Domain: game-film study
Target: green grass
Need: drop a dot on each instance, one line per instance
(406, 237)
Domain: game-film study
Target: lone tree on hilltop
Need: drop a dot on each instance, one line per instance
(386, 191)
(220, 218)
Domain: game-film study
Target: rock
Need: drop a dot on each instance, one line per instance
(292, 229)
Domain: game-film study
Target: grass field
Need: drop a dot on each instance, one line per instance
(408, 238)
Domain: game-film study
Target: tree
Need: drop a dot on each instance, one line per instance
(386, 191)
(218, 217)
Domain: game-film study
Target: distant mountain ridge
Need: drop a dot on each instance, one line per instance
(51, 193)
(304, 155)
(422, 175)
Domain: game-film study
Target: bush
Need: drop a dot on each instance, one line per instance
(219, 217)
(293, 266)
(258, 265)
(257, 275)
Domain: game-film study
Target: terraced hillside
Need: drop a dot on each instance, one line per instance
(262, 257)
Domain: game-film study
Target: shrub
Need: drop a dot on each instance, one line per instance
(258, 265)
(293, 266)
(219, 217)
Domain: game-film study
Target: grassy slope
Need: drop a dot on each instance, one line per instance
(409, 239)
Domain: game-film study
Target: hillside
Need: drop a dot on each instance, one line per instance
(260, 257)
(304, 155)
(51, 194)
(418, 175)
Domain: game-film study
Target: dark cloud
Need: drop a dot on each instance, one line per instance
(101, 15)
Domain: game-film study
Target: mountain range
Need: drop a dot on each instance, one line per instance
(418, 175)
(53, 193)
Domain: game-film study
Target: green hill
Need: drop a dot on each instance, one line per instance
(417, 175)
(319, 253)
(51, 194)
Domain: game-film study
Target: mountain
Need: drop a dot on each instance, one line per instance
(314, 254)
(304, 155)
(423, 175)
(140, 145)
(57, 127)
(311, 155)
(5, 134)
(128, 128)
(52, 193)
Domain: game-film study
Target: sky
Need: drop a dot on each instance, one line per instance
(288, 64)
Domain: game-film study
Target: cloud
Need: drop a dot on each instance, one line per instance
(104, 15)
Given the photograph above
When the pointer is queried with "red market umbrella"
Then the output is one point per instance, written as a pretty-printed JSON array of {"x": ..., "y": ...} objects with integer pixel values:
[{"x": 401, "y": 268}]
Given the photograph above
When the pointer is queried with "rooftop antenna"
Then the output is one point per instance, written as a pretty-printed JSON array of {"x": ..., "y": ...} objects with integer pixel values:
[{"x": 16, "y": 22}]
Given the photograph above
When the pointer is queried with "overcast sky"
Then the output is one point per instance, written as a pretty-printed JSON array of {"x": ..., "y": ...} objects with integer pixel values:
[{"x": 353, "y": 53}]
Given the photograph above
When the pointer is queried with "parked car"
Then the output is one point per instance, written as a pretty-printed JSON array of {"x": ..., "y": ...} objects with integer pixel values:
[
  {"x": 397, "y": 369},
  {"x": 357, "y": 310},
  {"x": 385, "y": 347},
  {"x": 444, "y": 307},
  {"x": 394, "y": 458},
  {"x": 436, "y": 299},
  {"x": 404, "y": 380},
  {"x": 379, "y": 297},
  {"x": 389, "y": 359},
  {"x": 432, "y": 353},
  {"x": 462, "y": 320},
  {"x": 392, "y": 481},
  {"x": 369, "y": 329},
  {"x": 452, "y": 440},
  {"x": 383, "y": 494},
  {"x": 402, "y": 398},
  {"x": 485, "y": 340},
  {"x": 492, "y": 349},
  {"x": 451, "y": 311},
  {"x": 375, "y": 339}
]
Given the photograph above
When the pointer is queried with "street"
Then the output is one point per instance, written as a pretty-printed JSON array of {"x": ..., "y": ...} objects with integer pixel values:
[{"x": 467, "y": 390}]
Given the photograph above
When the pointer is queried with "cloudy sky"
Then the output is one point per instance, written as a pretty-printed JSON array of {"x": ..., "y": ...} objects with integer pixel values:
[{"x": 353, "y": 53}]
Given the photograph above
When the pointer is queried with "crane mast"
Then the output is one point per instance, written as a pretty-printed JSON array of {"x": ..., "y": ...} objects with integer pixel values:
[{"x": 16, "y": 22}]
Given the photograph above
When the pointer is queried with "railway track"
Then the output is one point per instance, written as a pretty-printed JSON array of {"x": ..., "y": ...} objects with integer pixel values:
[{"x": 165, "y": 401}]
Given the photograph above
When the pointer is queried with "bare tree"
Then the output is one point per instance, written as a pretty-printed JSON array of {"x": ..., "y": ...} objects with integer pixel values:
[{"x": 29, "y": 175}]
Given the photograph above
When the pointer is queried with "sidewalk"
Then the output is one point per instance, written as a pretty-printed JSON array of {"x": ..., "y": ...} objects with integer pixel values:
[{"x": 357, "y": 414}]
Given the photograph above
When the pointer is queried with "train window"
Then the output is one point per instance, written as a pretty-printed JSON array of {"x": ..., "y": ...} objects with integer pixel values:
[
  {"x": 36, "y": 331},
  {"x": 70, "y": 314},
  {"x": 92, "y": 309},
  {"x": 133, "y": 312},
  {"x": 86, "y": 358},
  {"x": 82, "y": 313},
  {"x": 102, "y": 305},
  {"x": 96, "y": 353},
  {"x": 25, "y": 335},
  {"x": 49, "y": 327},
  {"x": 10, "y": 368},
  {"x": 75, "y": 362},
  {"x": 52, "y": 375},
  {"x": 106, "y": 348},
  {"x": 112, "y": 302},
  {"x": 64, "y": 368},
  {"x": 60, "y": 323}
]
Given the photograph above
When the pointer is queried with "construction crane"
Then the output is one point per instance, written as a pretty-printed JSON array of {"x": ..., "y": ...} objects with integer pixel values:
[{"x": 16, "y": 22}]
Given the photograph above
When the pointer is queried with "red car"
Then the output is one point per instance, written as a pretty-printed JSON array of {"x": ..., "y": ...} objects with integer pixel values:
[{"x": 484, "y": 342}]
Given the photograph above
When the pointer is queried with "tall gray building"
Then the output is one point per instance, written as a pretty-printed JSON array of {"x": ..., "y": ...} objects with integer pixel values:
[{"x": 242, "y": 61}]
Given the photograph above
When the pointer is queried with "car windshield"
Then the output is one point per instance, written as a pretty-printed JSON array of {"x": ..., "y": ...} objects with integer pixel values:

---

**TASK DESCRIPTION:** Every line of the material must be returned exactly as it appears.

**WRITTEN ANSWER:**
Domain: game-film study
Target: green grass
Need: drop a dot on each instance, one line per instance
(406, 237)
Domain: game-film study
Target: lone tree on hilltop
Need: drop a dot on each instance, one line per instance
(386, 191)
(220, 218)
Domain: game-film study
Target: rock
Need: drop a dot on each instance, one line per instance
(292, 229)
Domain: game-film study
Target: grass field
Need: drop a dot on each instance, one line per instance
(408, 238)
Domain: game-film study
Target: tree
Need: drop a dot on each instance, one line per instance
(386, 191)
(218, 217)
Domain: game-film study
Target: distant mountain ridge
Need: drop a dot on each instance, one line per instance
(51, 193)
(304, 155)
(422, 175)
Domain: game-film study
Target: bush
Need: drop a dot on each instance, one line per instance
(219, 217)
(293, 266)
(258, 265)
(257, 275)
Domain: game-film study
Target: terraced hillside
Need: drop a dot on each instance, one line per instance
(262, 257)
Domain: game-film study
Target: shrub
Need: drop a dot on each instance, one line per instance
(258, 265)
(293, 266)
(219, 217)
Domain: game-film study
Target: grassy slope
Need: drop a dot on each instance, one line per instance
(409, 239)
Domain: game-film study
Target: hillside
Need: drop a dot on each instance, one line per instance
(260, 257)
(304, 155)
(51, 194)
(418, 175)
Domain: game-film study
Target: dark cloud
Need: drop a dot on each instance, one line per instance
(101, 15)
Domain: game-film study
Target: mountain range
Need: drop a dot on each instance, one line per instance
(418, 175)
(53, 193)
Domain: game-film study
Target: green hill
Need: drop a dot on each instance, one line per instance
(417, 175)
(319, 253)
(51, 194)
Domain: game-film study
Target: mountain
Need: drop a dot on each instance, one line per instance
(314, 254)
(304, 155)
(423, 175)
(140, 145)
(57, 127)
(311, 155)
(5, 134)
(128, 128)
(52, 193)
Domain: game-film study
Target: sky
Need: drop a dot on each instance, one line per instance
(288, 64)
Domain: game-film study
Target: cloud
Need: drop a dot on each instance, one line per instance
(104, 15)
Given the photograph above
When the pointer is queried with "red market umbrella"
Then the output is one point per instance, written as a pretty-printed JSON array of {"x": ..., "y": ...} objects with integer pixel values:
[{"x": 401, "y": 268}]
Given the photograph above
When the pointer is queried with "rooftop antenna"
Then the output is one point per instance, written as a pretty-printed JSON array of {"x": ..., "y": ...} objects with integer pixel values:
[{"x": 16, "y": 22}]
Given the photograph above
When the pointer is queried with "overcast sky"
Then the output is one point per instance, written as a pretty-printed JSON array of {"x": ..., "y": ...} objects with integer pixel values:
[{"x": 353, "y": 53}]
Given the photograph above
When the pointer is queried with "parked car"
Then the output is one point per instance, written as a pretty-printed JSON array of {"x": ..., "y": ...} objects with integer pixel values:
[
  {"x": 397, "y": 369},
  {"x": 357, "y": 310},
  {"x": 385, "y": 347},
  {"x": 444, "y": 307},
  {"x": 394, "y": 458},
  {"x": 436, "y": 299},
  {"x": 404, "y": 380},
  {"x": 379, "y": 297},
  {"x": 389, "y": 359},
  {"x": 432, "y": 353},
  {"x": 462, "y": 320},
  {"x": 392, "y": 481},
  {"x": 369, "y": 329},
  {"x": 452, "y": 440},
  {"x": 383, "y": 494},
  {"x": 402, "y": 398},
  {"x": 485, "y": 340},
  {"x": 492, "y": 349},
  {"x": 451, "y": 311},
  {"x": 375, "y": 339}
]
Given the photograph above
When the pointer is queried with "street"
Then the output is one point per instance, written as a pretty-printed JSON array of {"x": ..., "y": ...} objects with integer pixel values:
[{"x": 467, "y": 390}]
Given the photograph above
When the pointer is queried with "cloudy sky"
Then the output is one point per instance, written as a pretty-printed JSON array of {"x": ..., "y": ...} objects with integer pixel values:
[{"x": 353, "y": 53}]
Given the photograph above
When the pointer is queried with "crane mast"
Then the output is one point per instance, written as a pretty-printed JSON array of {"x": ..., "y": ...} objects with integer pixel values:
[{"x": 16, "y": 22}]
Given the photograph above
When the pointer is queried with "railway track"
Then the output is one point per instance, written as a pretty-printed JSON array of {"x": ..., "y": ...} objects with integer pixel values:
[{"x": 165, "y": 401}]
Given the photograph above
When the pointer is queried with "bare tree"
Then the output is one point per instance, written as a pretty-printed JSON array of {"x": ..., "y": ...} objects with integer pixel values:
[{"x": 29, "y": 175}]
Given the photograph above
When the pointer is queried with "sidewalk"
Then the output is one point per instance, written as a pretty-printed JSON array of {"x": ..., "y": ...} objects with integer pixel values:
[{"x": 357, "y": 414}]
Given the photograph above
When the pointer is queried with "train window"
Then the output is one point per instance, written as a pretty-printed JSON array of {"x": ..., "y": ...} objects with integer pixel values:
[
  {"x": 36, "y": 331},
  {"x": 70, "y": 314},
  {"x": 92, "y": 309},
  {"x": 133, "y": 312},
  {"x": 86, "y": 358},
  {"x": 82, "y": 313},
  {"x": 102, "y": 305},
  {"x": 96, "y": 353},
  {"x": 25, "y": 335},
  {"x": 49, "y": 327},
  {"x": 10, "y": 368},
  {"x": 75, "y": 362},
  {"x": 52, "y": 375},
  {"x": 106, "y": 348},
  {"x": 112, "y": 302},
  {"x": 64, "y": 368},
  {"x": 60, "y": 323}
]
Given the photograph above
When the pointer is queried with "construction crane"
Then the output is one point per instance, written as a pretty-printed JSON array of {"x": ..., "y": ...} objects with integer pixel values:
[{"x": 16, "y": 22}]
Given the photograph above
When the pointer is queried with "red car"
Then the output is one point per instance, written as a pretty-printed JSON array of {"x": ..., "y": ...} objects with integer pixel values:
[{"x": 484, "y": 342}]
Given the photograph above
When the pointer is queried with "tall gray building"
Then the output is one point per instance, written as a pretty-printed JSON array of {"x": ..., "y": ...} objects with integer pixel values:
[{"x": 242, "y": 61}]
Given the photograph above
When the pointer is queried with "car windshield"
Then the output is one point per instance, written as a pretty-printed JSON array of {"x": ..., "y": ...} objects with integer pixel values:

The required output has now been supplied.